What the task requires: Starting with the line that contains "column 98, row 190", copy every line through the end of the data below, exactly and with nothing added.

______________________________

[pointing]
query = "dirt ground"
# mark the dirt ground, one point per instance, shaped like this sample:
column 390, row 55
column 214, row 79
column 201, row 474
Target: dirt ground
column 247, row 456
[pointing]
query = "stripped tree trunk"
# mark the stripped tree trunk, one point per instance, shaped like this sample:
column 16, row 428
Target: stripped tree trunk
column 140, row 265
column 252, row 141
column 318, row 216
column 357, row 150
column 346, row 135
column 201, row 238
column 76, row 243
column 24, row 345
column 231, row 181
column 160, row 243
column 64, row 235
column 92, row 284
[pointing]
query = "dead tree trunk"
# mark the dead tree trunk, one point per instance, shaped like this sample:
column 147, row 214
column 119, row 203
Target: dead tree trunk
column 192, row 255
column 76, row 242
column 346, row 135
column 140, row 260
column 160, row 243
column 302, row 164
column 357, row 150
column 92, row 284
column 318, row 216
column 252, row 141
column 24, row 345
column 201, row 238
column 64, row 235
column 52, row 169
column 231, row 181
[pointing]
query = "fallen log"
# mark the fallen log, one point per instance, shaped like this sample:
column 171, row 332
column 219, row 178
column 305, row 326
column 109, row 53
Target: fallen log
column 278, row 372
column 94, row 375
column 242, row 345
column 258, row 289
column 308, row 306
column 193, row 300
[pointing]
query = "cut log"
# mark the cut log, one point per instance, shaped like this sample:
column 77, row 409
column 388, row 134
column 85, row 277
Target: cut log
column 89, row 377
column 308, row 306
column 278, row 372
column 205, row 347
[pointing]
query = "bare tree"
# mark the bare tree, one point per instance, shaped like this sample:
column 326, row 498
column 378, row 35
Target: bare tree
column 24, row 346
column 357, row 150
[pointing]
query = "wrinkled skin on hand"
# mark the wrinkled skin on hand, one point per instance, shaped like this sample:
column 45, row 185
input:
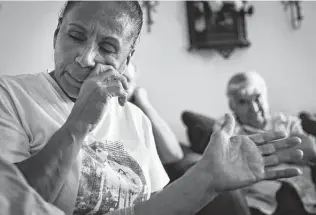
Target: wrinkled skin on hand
column 103, row 83
column 233, row 162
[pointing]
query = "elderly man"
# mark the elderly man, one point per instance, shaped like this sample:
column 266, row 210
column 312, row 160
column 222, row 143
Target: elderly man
column 247, row 94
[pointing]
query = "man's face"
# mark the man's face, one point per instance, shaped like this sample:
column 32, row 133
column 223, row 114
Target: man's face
column 91, row 33
column 251, row 107
column 131, row 76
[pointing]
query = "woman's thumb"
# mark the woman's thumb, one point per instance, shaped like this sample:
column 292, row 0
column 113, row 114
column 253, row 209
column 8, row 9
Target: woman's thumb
column 229, row 124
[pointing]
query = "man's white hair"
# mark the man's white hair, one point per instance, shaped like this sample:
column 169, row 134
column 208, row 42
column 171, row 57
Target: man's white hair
column 243, row 81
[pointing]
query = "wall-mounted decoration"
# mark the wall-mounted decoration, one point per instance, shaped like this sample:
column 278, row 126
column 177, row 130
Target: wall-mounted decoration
column 296, row 13
column 218, row 25
column 149, row 7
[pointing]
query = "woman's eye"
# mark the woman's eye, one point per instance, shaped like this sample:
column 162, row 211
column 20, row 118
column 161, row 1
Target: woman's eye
column 107, row 49
column 242, row 101
column 77, row 36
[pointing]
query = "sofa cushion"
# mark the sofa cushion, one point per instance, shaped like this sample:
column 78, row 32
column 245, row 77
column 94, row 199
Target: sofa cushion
column 199, row 129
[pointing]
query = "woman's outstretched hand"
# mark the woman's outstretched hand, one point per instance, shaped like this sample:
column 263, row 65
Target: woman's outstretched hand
column 232, row 162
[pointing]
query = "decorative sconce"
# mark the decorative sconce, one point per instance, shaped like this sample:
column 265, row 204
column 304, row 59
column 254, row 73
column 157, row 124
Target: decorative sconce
column 218, row 25
column 149, row 7
column 296, row 14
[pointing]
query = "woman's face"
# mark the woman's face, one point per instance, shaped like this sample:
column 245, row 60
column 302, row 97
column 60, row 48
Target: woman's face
column 91, row 33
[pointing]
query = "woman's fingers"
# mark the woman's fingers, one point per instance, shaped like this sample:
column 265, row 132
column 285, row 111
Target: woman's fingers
column 261, row 138
column 275, row 146
column 281, row 157
column 281, row 173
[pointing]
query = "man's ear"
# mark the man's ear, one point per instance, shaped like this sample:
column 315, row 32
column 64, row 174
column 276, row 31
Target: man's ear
column 129, row 57
column 232, row 105
column 57, row 31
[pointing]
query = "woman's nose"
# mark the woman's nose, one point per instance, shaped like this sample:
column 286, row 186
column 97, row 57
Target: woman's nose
column 87, row 57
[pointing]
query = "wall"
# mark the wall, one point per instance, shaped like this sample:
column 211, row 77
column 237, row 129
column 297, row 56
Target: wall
column 176, row 79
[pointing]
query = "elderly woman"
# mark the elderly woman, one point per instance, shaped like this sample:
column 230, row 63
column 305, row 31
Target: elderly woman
column 84, row 149
column 248, row 100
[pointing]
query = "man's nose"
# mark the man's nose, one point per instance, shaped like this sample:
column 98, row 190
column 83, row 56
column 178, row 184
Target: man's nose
column 254, row 106
column 86, row 58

______________________________

Output of the exercise:
column 98, row 190
column 83, row 56
column 178, row 184
Target: man's nose
column 254, row 106
column 86, row 58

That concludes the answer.